EXERCISE DETAILS:
Lay out the records below as a two-column CSV with the header columns "prompt" and "response", one row for each record. Put each record's text in "prompt" and its answer in "response", with each field in double quotes and any line breaks replaced by spaces.

EXTRACTED MATERIAL:

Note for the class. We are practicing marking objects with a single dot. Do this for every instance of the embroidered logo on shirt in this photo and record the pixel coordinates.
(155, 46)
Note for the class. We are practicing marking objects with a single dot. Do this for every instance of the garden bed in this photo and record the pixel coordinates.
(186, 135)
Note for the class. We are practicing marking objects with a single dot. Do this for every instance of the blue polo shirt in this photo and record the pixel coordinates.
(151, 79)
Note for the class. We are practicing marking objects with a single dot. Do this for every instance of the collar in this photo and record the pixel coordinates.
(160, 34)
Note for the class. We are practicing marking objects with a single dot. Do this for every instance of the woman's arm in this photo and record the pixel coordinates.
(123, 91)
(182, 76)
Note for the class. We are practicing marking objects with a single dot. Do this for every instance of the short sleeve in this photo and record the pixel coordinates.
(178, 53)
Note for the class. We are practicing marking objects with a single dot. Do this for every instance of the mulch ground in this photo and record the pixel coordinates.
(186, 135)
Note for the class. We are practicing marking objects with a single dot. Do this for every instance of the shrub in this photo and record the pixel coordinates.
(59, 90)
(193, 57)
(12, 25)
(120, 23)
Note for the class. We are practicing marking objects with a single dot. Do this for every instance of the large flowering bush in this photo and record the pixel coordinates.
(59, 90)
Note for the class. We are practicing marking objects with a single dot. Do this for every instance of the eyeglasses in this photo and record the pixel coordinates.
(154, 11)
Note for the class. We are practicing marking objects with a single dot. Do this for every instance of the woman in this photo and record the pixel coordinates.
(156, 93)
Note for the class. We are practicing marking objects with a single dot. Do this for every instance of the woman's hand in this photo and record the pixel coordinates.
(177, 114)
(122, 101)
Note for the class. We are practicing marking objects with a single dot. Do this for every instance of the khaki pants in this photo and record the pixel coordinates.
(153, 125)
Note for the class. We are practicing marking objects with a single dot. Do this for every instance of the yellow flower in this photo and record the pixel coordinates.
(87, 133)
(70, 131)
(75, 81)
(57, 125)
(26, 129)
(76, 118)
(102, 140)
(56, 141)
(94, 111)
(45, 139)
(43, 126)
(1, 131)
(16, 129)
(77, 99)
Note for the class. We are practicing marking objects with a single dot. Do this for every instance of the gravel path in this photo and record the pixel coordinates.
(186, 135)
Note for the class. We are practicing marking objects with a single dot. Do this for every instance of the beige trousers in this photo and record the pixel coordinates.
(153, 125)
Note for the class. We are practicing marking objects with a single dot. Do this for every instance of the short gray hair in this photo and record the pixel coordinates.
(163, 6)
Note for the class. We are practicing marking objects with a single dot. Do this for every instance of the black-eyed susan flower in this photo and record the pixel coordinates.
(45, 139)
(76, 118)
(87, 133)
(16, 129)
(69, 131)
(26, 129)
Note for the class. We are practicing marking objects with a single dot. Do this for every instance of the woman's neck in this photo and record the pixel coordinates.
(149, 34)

RESULT:
prompt,response
"Note for the class. We are practicing marking objects with a single dot. Do this for every instance of the embroidered logo on shirt in this photo and record the pixel coordinates.","(155, 46)"
"Note for the class. We are practicing marking objects with a single dot. Do this for every instance of the garden bed in this photo and record the pixel coordinates.","(186, 135)"
"Note for the class. We are practicing marking objects with a single dot. Do this for every instance of the blue polo shirt in this photo and record the pixel coordinates.","(151, 79)"
"Note for the class. We are practicing marking objects with a single dot. Do this for every instance of the collar in this photo and record the pixel coordinates.","(160, 34)"
"Note for the class. We are practicing marking objects with a single dot. Do this for every instance of the woman's arm in this photo and record the pixel coordinates.","(123, 91) (182, 76)"
"Note for the class. We are practicing marking objects with a single dot. Do this for every instance of the short sleeve in this photo and record the pixel coordinates.","(178, 53)"
"Note for the class. We are practicing marking objects with a single dot. Do this for every instance of the mulch ground in this photo and record the pixel coordinates.","(186, 135)"
"Note for the class. We are practicing marking objects with a single dot. Do this for every instance of the shrub in this photo and record the pixel coordinates.","(59, 90) (193, 57) (12, 25) (120, 23)"
"Note for the class. We are practicing marking objects with a single dot. Do this for every instance of the large flowering bush in this photo and record the pixel coordinates.","(59, 90)"
"Note for the class. We are practicing marking objects with a single dot. Do this for every instance of the eyeglasses in this photo and record the pixel coordinates.","(154, 11)"
"Note for the class. We are practicing marking objects with a single dot. Do this for every instance of the woman in this photo and record the pixel coordinates.","(156, 93)"
"Note for the class. We are practicing marking objects with a single dot. Do this for every instance of the woman's hand in this photo and record the pixel coordinates.","(177, 114) (122, 101)"
"Note for the class. We are practicing marking objects with a single dot. Do this for every instance of the khaki pants in this photo and record the pixel coordinates.","(153, 125)"
"Note for the class. We are practicing marking objects with a single dot. Do this for every instance of the yellow flower in this photo and record the pixel coordinates.","(87, 133) (70, 131) (75, 81) (57, 125) (26, 129) (76, 118) (102, 140) (56, 141) (94, 111) (45, 139) (43, 126) (1, 131) (16, 129) (77, 99)"
"Note for the class. We are practicing marking objects with a single dot. Do this for every instance of the gravel path in this photo and record the pixel coordinates.","(186, 135)"
"Note for the class. We are practicing marking objects with a single dot. Do this for every instance of the beige trousers in this photo and record the pixel coordinates.","(153, 125)"
"Note for the class. We are practicing marking objects with a single dot. Do this for every instance of the short gray hair in this photo and record the pixel coordinates.","(163, 6)"
"Note for the class. We are practicing marking objects with a single dot. Do this for every instance of the black-eyed susan flower in this photo and record the pixel coordinates.","(45, 139) (76, 118) (87, 133) (16, 129) (69, 131) (26, 129)"
"Note for the class. We are practicing marking objects with a single dot. Do this for every instance of the woman's neck in this photo and record the pixel coordinates.","(149, 34)"